--- START ---

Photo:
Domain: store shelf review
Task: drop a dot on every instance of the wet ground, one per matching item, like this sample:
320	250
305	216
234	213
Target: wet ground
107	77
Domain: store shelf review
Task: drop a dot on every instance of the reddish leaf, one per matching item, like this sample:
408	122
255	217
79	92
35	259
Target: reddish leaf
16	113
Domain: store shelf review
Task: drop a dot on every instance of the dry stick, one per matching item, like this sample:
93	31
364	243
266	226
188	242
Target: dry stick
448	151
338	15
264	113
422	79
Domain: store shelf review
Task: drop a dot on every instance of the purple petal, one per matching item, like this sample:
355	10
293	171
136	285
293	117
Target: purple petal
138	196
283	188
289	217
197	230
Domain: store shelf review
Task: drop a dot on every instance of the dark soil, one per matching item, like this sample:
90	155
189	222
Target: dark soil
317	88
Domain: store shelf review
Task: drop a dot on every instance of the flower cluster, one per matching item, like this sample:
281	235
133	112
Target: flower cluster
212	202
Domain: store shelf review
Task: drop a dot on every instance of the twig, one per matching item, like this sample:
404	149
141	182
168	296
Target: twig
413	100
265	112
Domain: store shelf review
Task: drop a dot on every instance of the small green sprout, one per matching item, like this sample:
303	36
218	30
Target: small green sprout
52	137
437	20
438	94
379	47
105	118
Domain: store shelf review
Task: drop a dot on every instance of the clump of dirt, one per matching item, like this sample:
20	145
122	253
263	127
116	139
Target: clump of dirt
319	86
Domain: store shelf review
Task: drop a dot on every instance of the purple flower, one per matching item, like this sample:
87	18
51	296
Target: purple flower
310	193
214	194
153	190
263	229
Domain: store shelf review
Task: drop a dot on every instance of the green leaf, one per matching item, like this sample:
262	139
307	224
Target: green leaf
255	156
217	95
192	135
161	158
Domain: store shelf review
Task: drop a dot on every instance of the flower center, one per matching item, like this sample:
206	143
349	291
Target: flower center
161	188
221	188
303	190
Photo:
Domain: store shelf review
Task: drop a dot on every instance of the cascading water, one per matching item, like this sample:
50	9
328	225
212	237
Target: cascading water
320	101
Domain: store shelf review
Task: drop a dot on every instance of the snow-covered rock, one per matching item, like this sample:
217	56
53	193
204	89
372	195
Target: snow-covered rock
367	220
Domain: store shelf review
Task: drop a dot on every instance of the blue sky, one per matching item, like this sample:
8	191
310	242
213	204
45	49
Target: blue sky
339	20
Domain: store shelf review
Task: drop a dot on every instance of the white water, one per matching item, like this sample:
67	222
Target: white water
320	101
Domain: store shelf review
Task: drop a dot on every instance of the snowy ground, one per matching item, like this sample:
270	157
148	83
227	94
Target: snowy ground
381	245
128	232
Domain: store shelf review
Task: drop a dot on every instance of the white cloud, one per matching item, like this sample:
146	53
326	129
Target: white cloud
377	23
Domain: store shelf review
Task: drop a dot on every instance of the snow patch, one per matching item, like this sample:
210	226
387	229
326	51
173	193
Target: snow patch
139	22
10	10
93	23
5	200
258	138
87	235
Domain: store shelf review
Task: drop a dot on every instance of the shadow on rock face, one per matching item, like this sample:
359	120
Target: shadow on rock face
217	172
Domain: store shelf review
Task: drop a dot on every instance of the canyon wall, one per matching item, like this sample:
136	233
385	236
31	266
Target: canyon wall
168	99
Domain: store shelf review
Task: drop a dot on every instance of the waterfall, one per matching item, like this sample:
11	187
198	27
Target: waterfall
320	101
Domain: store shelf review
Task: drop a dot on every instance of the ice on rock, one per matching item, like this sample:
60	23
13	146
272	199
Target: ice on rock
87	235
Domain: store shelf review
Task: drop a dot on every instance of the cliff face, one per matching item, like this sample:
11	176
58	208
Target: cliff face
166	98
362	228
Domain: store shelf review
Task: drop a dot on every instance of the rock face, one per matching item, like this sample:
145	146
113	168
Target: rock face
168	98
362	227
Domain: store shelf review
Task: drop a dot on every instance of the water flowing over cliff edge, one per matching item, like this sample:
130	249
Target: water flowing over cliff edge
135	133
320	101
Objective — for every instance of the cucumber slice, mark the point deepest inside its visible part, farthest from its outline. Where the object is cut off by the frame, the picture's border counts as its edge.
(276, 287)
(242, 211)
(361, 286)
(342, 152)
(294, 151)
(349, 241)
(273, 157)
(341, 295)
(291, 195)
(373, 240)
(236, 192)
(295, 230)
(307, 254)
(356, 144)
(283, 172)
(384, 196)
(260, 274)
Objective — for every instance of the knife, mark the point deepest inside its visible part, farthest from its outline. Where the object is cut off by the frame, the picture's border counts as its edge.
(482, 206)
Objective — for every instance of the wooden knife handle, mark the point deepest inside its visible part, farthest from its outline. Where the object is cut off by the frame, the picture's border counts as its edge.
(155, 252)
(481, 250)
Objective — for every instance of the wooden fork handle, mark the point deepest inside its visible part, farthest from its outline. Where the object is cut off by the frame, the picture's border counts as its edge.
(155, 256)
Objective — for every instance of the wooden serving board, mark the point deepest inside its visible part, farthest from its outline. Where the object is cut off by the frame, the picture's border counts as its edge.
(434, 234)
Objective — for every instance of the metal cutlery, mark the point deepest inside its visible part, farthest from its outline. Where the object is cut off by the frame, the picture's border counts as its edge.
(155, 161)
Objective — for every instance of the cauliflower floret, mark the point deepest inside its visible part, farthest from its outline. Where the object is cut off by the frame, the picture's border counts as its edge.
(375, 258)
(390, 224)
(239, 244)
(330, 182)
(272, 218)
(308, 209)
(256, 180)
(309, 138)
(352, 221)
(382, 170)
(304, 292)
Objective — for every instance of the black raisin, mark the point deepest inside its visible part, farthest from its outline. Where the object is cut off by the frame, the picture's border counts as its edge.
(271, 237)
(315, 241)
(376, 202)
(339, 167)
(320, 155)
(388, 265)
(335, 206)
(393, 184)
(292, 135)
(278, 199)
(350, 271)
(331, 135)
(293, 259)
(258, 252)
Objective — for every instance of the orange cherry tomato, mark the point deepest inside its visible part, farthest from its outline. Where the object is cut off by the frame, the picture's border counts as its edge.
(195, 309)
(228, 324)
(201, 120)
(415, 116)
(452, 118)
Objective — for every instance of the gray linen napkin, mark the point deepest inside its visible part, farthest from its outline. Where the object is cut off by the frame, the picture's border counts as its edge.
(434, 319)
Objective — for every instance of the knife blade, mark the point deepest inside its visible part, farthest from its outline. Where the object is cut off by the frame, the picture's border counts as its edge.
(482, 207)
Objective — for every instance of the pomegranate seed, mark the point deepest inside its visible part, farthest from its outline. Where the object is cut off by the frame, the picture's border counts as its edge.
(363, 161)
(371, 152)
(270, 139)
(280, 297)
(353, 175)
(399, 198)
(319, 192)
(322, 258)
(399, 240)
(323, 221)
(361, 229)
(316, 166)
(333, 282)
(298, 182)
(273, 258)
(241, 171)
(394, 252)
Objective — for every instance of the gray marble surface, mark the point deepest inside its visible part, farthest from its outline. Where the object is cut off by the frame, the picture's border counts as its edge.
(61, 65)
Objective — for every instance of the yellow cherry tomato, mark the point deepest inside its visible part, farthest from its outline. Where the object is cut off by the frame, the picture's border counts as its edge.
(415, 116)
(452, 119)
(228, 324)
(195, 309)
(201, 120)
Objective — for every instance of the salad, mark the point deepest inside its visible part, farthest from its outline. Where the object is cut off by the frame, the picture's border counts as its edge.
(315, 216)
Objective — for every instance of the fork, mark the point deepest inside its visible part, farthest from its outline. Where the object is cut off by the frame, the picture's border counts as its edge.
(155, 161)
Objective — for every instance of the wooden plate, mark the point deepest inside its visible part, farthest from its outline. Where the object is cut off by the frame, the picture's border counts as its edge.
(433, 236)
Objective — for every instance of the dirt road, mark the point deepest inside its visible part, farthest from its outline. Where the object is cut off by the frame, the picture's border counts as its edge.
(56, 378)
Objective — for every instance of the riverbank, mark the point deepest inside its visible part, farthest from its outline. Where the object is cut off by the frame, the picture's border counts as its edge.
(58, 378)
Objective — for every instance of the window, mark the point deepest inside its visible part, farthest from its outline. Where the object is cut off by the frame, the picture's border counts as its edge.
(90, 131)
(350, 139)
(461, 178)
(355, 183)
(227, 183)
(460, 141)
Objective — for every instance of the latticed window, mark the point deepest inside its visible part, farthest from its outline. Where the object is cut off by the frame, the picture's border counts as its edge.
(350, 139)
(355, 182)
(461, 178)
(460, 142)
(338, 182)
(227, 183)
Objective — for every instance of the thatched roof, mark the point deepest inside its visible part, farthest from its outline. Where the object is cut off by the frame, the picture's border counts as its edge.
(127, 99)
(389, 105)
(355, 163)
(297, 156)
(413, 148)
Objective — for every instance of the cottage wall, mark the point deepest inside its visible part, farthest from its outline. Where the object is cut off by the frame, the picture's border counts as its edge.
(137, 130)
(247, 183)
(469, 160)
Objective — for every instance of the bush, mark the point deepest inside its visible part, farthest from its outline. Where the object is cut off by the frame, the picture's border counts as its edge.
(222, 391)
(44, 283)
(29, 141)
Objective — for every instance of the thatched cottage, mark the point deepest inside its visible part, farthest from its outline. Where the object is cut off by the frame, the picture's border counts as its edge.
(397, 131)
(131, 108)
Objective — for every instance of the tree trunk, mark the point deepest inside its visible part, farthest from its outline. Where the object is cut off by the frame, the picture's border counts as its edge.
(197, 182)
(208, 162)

--- END ---

EXERCISE
All that is wanted is the set of lines from the one with "Objective — for every instance of the thatched cottage, mark" through the last line of the entries, both included, output exactly.

RESULT OF THE TASK
Objective — for every instance of the thatched cottage, mark the point deepest inside its visible part, farthest from its outline. Where the object is cut off by the frame, the picture's border counts as its edge.
(397, 131)
(131, 108)
Objective — for every instance of the tree trunk, mark the point deepest inside its visible part, farthest from its outline. Where the object is cut off by the frame, the picture's border counts as its edge.
(197, 182)
(208, 162)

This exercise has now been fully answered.